**Recorded data:**
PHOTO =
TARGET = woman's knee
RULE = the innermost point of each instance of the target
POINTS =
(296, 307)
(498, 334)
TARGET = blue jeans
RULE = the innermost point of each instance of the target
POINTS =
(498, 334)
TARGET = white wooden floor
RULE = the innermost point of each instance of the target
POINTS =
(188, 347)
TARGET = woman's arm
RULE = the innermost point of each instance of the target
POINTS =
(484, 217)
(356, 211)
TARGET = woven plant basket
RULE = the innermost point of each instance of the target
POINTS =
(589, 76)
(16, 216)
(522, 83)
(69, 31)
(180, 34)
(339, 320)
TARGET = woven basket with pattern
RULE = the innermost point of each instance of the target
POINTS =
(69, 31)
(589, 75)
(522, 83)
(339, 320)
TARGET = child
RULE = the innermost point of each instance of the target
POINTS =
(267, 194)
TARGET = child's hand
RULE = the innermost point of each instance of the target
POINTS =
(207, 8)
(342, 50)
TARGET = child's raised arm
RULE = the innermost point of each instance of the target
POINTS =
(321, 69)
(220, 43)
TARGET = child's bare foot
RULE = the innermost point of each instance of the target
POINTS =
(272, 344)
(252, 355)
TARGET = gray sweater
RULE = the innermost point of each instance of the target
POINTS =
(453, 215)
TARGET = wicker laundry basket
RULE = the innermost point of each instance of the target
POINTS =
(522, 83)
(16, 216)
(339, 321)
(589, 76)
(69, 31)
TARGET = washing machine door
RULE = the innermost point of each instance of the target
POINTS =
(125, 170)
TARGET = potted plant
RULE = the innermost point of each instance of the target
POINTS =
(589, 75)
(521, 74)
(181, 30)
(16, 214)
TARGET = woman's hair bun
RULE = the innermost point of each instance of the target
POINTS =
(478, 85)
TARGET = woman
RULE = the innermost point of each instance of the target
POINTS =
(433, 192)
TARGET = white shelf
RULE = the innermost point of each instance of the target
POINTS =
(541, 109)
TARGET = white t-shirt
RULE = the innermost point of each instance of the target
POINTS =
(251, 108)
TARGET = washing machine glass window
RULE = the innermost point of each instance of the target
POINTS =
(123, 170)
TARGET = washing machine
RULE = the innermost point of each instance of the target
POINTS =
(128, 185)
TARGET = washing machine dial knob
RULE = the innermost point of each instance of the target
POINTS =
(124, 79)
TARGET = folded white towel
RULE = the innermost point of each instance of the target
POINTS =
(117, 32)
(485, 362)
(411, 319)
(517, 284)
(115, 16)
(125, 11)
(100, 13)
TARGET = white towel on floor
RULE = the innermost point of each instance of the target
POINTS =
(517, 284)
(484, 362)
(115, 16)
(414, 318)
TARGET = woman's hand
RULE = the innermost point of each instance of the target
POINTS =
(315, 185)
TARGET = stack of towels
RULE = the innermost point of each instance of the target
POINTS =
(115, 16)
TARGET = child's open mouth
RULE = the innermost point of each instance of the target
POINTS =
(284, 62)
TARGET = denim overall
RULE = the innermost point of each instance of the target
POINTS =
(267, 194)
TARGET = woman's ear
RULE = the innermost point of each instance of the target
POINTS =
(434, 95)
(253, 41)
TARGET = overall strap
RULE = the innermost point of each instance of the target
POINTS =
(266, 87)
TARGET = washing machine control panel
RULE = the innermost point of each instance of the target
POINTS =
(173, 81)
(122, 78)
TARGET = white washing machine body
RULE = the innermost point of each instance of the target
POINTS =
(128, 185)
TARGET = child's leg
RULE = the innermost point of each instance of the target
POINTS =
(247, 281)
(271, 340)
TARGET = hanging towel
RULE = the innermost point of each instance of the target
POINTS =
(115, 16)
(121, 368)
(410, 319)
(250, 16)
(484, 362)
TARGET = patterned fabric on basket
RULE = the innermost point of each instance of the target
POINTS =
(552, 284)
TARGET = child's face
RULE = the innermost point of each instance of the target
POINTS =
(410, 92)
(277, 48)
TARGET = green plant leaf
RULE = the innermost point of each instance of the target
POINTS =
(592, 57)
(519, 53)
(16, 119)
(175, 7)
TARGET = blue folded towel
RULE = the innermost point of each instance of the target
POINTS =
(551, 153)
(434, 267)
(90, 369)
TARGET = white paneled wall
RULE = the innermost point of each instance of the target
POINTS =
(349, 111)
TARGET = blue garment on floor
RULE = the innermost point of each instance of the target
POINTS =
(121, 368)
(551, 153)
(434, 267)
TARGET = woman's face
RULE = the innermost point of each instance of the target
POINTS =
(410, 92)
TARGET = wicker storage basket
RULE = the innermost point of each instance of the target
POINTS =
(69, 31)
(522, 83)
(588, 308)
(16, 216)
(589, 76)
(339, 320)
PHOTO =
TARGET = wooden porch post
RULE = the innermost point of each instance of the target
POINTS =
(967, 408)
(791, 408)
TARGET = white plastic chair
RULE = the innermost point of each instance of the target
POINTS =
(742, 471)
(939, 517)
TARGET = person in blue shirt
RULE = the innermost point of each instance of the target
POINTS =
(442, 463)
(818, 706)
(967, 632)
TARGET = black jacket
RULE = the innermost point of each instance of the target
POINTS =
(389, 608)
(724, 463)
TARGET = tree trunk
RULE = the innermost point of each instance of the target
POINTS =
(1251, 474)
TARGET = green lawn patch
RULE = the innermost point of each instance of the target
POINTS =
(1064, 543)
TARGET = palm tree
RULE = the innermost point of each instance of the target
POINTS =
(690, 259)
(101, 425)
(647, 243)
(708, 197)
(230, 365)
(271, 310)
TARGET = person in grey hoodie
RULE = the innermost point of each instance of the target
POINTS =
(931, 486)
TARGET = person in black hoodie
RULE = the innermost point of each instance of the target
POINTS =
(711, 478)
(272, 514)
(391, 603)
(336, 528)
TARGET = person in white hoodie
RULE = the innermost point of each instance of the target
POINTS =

**Required work:** Go through the records above and set each one down exactly, please.

**Exercise output:**
PHOTO =
TARGET = woman's knee
RULE = the innermost point of each instance of the target
POINTS =
(296, 307)
(498, 334)
TARGET = blue jeans
RULE = the innermost point of each instance of the target
POINTS =
(498, 334)
TARGET = white wooden floor
RULE = the innermost point of each instance of the target
POINTS =
(188, 347)
TARGET = woman's arm
RULE = the innermost point of each instance of the target
POINTS =
(484, 217)
(356, 211)
TARGET = woven plant basket
RULE = the innermost point of each instance of the target
POINTS =
(589, 76)
(16, 216)
(522, 83)
(69, 31)
(180, 34)
(339, 320)
TARGET = woven basket with pattern
RULE = the innermost point of each instance of the target
POINTS =
(69, 31)
(589, 75)
(522, 83)
(339, 320)
TARGET = child
RULE = the innermost point of each instance of the target
POINTS =
(267, 194)
TARGET = child's hand
RULE = the innermost point of each instance of the target
POINTS =
(207, 8)
(342, 50)
TARGET = child's raised arm
RULE = the innermost point of each instance of the target
POINTS =
(321, 69)
(220, 43)
TARGET = child's bare foot
RULE = the innermost point of each instance of the target
POINTS =
(272, 344)
(252, 355)
TARGET = gray sweater
RULE = the innermost point of each instance of the target
POINTS =
(453, 215)
TARGET = wicker laundry basket
RULE = the innermost point of each instance of the target
POINTS =
(522, 83)
(16, 216)
(339, 321)
(589, 76)
(69, 31)
TARGET = washing machine door
RULE = the innermost point of each instance of the target
POINTS =
(125, 170)
TARGET = potted plant
RULE = the innermost point of each instance of the target
POINTS =
(589, 75)
(521, 74)
(181, 30)
(16, 214)
TARGET = woman's hair bun
RULE = the innermost point of each instance of the target
POINTS =
(478, 85)
TARGET = woman
RULE = the innermost point of each instance of the target
POINTS =
(433, 192)
TARGET = white shelf
RULE = the innermost point of each instance of the target
POINTS =
(541, 109)
TARGET = white t-shirt
RULE = the innermost point of each instance of the target
POINTS =
(251, 108)
TARGET = washing machine glass window
RULE = the innermost point of each instance of the target
POINTS =
(123, 170)
TARGET = washing machine
RULE = the innermost point of each instance of the target
POINTS =
(128, 185)
TARGET = washing machine dial knob
RULE = the innermost point of each instance of the target
POINTS =
(124, 79)
TARGET = folded white towel
RULE = the innermost point of each instance of the target
POINTS =
(117, 32)
(485, 362)
(411, 319)
(517, 284)
(115, 16)
(125, 11)
(100, 13)
TARGET = white towel on floor
RULE = the innermost point of each instance of the target
POINTS =
(517, 284)
(484, 362)
(115, 16)
(414, 318)
TARGET = woman's hand
RULE = the innermost point of each instance of the target
POINTS =
(315, 185)
TARGET = stack of towels
RULE = the innermost point of each instance of the target
POINTS =
(115, 16)
TARGET = child's open mouth
RULE = the innermost point of each instance of the target
POINTS =
(284, 62)
TARGET = denim overall
RULE = the innermost point of each instance of the target
POINTS =
(267, 194)
TARGET = woman's ear
RULE = the innermost point of each instance of the target
POINTS =
(434, 95)
(253, 41)
TARGET = overall strap
RULE = the innermost point of each instance of the target
POINTS =
(266, 87)
TARGET = washing machine control panel
RULE = the innermost point of each instance of the target
POINTS =
(173, 81)
(122, 78)
TARGET = white washing machine body
RULE = the innermost point of each instance of the target
POINTS =
(128, 185)
TARGET = child's leg
RULE = the innermost point of each instance of the target
POINTS =
(247, 281)
(271, 340)
TARGET = hanging towel
RULE = the innermost point of each instance of the target
POINTS =
(115, 16)
(121, 368)
(410, 319)
(250, 16)
(484, 362)
TARGET = patterned fabric on basket
RULE = the innermost point of each instance of the target
POINTS =
(552, 284)
TARGET = child's face
RULE = the innermost point of each instance of the target
POINTS =
(410, 92)
(277, 48)
TARGET = green plant leaf
RULE = the innermost point of each instance of the target
POINTS =
(592, 57)
(519, 53)
(16, 119)
(175, 7)
TARGET = blue folded towel
RULE = the innermost point of each instance of the target
POINTS =
(551, 153)
(434, 267)
(90, 369)
TARGET = white paneled wall
RULE = the innermost point of each instance of the target
POINTS =
(349, 111)
TARGET = blue garment on floor
RULE = the innermost point of each instance of the target
POINTS =
(121, 368)
(551, 153)
(434, 267)
TARGET = woman's face
RULE = the innermost point of each instance of the target
POINTS =
(410, 92)
TARGET = wicker storage basket
RULE = the innermost point of each instance of the target
POINTS =
(69, 31)
(522, 83)
(588, 308)
(16, 216)
(589, 76)
(339, 320)
PHOTO =
TARGET = wooden porch post
RULE = the innermost point of each instance of the target
POINTS =
(967, 408)
(791, 408)
TARGET = white plastic chair
RULE = the innermost point of each instance of the target
POINTS =
(742, 471)
(939, 517)
TARGET = person in blue shirt
RULE = the innermost point of each instance of the target
POINTS =
(442, 463)
(818, 706)
(967, 632)
TARGET = black jacket
RULE = the innermost point of each instance of the target
POINTS =
(389, 608)
(724, 463)
TARGET = tree trunk
RULE = the innermost point of each instance of the target
POINTS =
(1251, 474)
TARGET = green lawn patch
RULE = the innermost point of each instance of the target
POINTS =
(1064, 543)
TARGET = palm tree
RULE = the innermost point of each instance of the target
POINTS =
(690, 259)
(101, 425)
(647, 243)
(708, 197)
(230, 365)
(271, 310)
TARGET = person in grey hoodie
RULE = the innermost point of each instance of the target
POINTS =
(931, 486)
TARGET = person in black hoodie
RULE = the innermost point of each instance of the target
POINTS =
(711, 478)
(272, 514)
(391, 603)
(336, 528)
TARGET = person in white hoodie
RULE = the innermost point of each instance of the target
POINTS =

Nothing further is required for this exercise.